- Условие задания
Ответьте по отрывку ниже:
1. Кто назван в первом абзаце после слов «будь ты»?
2. Кто спрашивает, кем была бы «самая изысканная из исполнительниц ролей» без понимающей свиты?
3. Чему нет места за каменным столом?

- Приведённый отрывок
Шрифт:
Интервал:
Закладка:
Звуки! Звуки! Оставайся чистым, нежный и неукротимый резонанс! Пусть усталость будет неведома тебе! У нас есть только эта, одна-единственная жизнь! Не тревожься ни о чем и не жалей ни о чем, будь ты Юсуф или пума, все едино, лишь бы ты парила и светилась!
Прими, наш привет! Однажды мы назвали себя дышащим резонансом — пусть же те, другие, среди которых ты пребываешь, видят тебя такой, какой видим мы, во всей пестроте твоих красок; ты нуждаешься в этом, чтобы не увянуть. Кем была бы ты, спрашивает Равик, самая изысканная из исполнительниц ролей, написанных жизнью, без свиты, понимающей тебя?
За каменным столом нет места ни ревности, ни безумным собственническим инстинктам, присущим буржуа, — здесь есть только восхищение неповторимым. Да будь ты хоть Юсуфом, хоть мадонной-поварихой у профессиональных велосипедистов, хоть мадонной-пумой из лесов, — лишь бы ты жила и светила, и наслаждалась своими превращениями! Ур-ра!

- Строки данных
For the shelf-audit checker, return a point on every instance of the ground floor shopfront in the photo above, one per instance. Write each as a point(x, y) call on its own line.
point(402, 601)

- Результат
1. Юсуф или пума.
2. Равик.
3. Ревности и безумным собственническим инстинктам, присущим буржуа.